-------- Excerpt
I just play what they are playing at the session, and leave it at that. I usually find that I know something like 1/3 of the tunes, and if I play with those folks another time I can get up to 2/3.

If I knew all the tunes I would never get to drink!

----------


## Dagger Gordon

JeffD,

Can't let you off with that, I'm afraid.

Please explain.

----------


## JeffD

:Laughing:  Well its based on my experiences in and around the Edinburgh Folk Festival, the very first time I attended. 

I was younger then, and went at enjoyments with an energy and passion I now reserve for deadlines at work.  :Frown:   I went to every jam I could, and some were billed as Irish and some were billed as Scottish, as I remember the sessions inside upstairs at what was kind of "ground zero", were mostly Irish, while by contrast, the wonderful time I had at Sandy Bell's, or The Green Tree were considered more Scottish. I was new to it all and could hardly tell you the difference. It all seemed faster than I could play, though I could recognize many of the tunes.

I played all day, and with my little cassette recorder gobbled up the tunes I didn't know, learned them at night, and the next day was able to do more.

The main point was that at the time I personally felt I had to learn every tune. Every tune I did not know I took as a challenge and an assignment. I burned myself out, but had I died, it would take the mortician a week just to get the smile off my face.

The difference between the Scottish sessions and the Irish sessions, to one like me at the time were not really noticed. Many of the tunes showed up in both kinds of jams, or at least were at least not unwelcome. It was all one big mountain to me.

It took me several years of full blown "to the wall" playing, in Edinburgh, Glasgow, in Ireland in Dublin and in Galway Bay and elsewhere, in the States and in Canada, for me to acquire the wisdom to utlize the moments when I didn't know the tune to take advantage of the other enjoyments of the musical environment.

So, whatever the differences between Irish and Scottish, they most certainly are not in the exciement and enthusiasm with which one can immerse oneself in the tunes, or how infinite the repertory can seem, and certainly not in how steep the mountain can feel to the newbie.

----------


## Charlieshafer

The "jagged rock vs. water-smoothed stones" analogy is great. I come from the Scots fiddle end of things, and your aim is to spew great shards of rhythm and melody across the dance floor. Rhythm is king, heavy accent on the up beats to get the dancers moving. THE all-time great link to sit down and get a handle on Scots tunes is here: James Scott Skinner.  There's one old field recording of Skinner playing his own compositions, and search for pieces like "The Hurricane" and Tullochgorum" being played by folks like Natalie MacMaster (Capre Breton) or Jenna Reid (Scotland) or most anything by Alasdair Fraser or Hanneke Cassel. Youtube and Amazon are full of snips. It's craggy, sometimes strangely-metered stuff, especially the Strathspeys.
----------------
-------- Recorded information
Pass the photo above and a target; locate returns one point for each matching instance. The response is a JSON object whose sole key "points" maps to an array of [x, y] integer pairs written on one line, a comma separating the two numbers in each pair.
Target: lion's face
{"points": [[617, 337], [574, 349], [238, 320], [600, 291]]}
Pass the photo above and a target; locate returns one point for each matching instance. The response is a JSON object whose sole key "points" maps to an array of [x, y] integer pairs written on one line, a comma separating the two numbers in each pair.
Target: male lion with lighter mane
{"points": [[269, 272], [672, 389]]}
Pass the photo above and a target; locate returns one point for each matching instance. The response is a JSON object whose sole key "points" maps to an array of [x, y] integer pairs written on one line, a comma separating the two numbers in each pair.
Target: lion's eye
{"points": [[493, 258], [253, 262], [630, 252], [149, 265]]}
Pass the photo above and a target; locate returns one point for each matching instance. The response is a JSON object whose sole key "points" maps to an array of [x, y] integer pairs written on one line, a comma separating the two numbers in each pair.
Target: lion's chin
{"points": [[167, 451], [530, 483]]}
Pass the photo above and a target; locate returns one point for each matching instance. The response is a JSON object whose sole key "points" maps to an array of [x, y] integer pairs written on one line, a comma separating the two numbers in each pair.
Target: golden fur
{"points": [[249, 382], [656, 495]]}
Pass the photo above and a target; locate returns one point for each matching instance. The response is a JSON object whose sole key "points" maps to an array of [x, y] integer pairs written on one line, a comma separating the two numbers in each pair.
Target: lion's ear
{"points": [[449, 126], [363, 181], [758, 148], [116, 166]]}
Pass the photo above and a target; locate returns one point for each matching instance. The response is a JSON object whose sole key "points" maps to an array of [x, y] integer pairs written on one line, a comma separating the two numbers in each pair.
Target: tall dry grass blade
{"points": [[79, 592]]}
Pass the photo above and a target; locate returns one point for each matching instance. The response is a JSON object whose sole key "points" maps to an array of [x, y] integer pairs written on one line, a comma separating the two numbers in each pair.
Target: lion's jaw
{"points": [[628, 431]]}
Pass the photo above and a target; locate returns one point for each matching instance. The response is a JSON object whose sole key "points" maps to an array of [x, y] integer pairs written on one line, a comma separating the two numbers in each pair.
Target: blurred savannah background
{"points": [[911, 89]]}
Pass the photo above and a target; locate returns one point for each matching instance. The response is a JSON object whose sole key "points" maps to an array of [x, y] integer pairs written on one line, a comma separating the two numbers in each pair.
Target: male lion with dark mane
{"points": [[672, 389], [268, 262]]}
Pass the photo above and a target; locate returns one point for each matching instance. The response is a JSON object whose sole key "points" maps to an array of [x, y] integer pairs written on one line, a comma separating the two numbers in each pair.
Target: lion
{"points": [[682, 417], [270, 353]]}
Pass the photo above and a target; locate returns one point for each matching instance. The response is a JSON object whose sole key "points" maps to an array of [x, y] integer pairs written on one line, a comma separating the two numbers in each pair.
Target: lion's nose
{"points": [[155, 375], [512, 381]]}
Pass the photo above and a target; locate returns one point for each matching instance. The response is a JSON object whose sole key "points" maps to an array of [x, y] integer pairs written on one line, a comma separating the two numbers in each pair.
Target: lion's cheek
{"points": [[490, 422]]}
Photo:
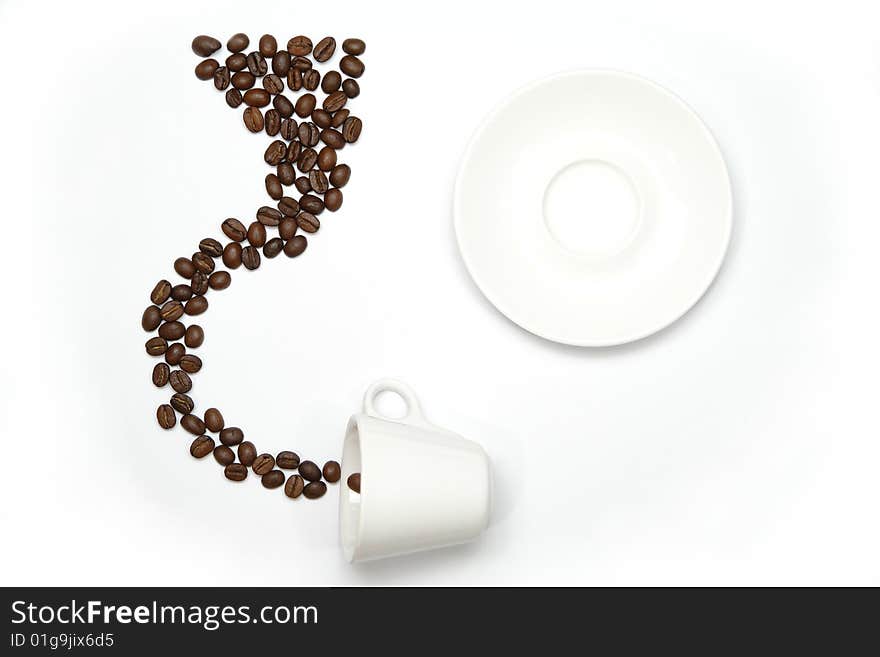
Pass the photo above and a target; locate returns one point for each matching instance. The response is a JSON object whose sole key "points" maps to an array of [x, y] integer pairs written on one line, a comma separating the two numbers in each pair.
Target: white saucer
{"points": [[593, 208]]}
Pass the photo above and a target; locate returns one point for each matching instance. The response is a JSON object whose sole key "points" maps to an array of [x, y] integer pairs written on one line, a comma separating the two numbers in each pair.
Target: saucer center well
{"points": [[592, 208]]}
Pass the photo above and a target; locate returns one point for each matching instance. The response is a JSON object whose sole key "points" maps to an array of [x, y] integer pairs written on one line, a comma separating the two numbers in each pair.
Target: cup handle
{"points": [[414, 414]]}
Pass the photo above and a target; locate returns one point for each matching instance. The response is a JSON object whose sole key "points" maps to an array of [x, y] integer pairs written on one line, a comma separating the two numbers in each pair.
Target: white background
{"points": [[740, 446]]}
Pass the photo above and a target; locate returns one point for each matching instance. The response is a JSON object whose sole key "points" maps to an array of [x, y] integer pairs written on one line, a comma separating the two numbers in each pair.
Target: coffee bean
{"points": [[180, 381], [231, 436], [315, 490], [250, 257], [232, 255], [351, 66], [223, 455], [195, 334], [307, 222], [238, 42], [325, 48], [204, 45], [351, 88], [243, 80], [201, 447], [234, 229], [333, 199], [161, 372], [165, 416], [340, 175], [263, 464], [257, 64], [190, 364], [294, 486], [182, 403], [304, 105], [299, 46], [205, 69], [268, 45], [295, 246], [219, 280], [247, 453], [235, 472], [272, 122], [273, 479]]}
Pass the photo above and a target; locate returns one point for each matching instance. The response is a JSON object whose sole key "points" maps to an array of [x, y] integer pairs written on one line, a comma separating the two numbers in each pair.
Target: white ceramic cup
{"points": [[422, 487]]}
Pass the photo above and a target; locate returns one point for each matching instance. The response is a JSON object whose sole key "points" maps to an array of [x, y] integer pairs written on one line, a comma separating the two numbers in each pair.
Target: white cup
{"points": [[422, 487]]}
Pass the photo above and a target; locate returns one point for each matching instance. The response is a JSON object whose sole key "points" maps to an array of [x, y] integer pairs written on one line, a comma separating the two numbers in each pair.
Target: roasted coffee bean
{"points": [[295, 246], [161, 373], [219, 280], [283, 106], [325, 48], [161, 292], [331, 471], [156, 346], [354, 46], [307, 222], [165, 416], [232, 255], [287, 228], [273, 479], [224, 455], [309, 470], [195, 334], [263, 463], [205, 69], [190, 364], [171, 310], [182, 403], [294, 486], [304, 105], [257, 97], [180, 381], [315, 490], [234, 229], [233, 98], [235, 472], [318, 180], [307, 160], [268, 216], [340, 175], [253, 119], [272, 122], [247, 453], [236, 62], [221, 78], [257, 234], [250, 257], [287, 460], [288, 206], [201, 447], [351, 88], [333, 199], [231, 436], [351, 66], [174, 353], [204, 45], [151, 318], [326, 161], [243, 80], [311, 204], [299, 46], [268, 45], [257, 64]]}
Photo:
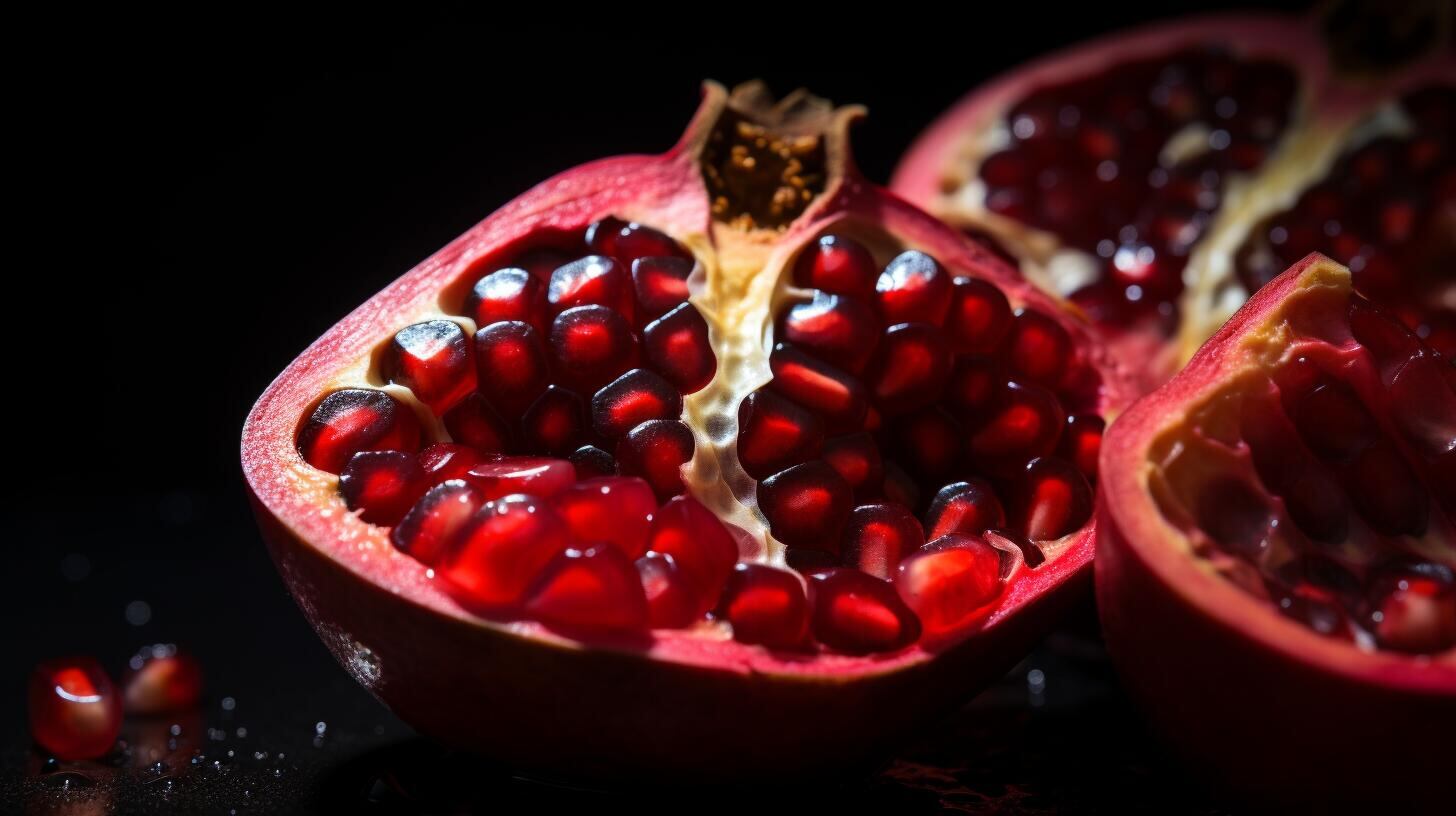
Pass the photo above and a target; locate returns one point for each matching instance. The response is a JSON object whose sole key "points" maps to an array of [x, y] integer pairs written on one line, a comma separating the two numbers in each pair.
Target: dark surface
{"points": [[198, 207]]}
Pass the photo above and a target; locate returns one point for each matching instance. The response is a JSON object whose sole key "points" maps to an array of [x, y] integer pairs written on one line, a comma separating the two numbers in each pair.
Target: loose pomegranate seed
{"points": [[351, 420], [1053, 499], [555, 423], [503, 548], [615, 510], [588, 589], [475, 423], [766, 606], [773, 433], [160, 679], [74, 708], [839, 265], [508, 295], [913, 289], [856, 614], [878, 536], [968, 507], [657, 452], [537, 475], [431, 525], [382, 484], [807, 506], [433, 360], [676, 346], [593, 346], [511, 365], [833, 328], [950, 583]]}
----------------
Direction 1
In the session thread, what did JeffD use to capture the tunes he didn't know?
Direction 2
Using the session thread, explain why Charlieshafer says Scots fiddle playing puts a heavy accent on the up beats.

Exercise answer 1
A little cassette recorder.

Exercise answer 2
In Scots fiddle playing, rhythm is king, and the aim is to spew great shards of rhythm and melody across the dance floor. The heavy accent on the up beats is there to get the dancers moving.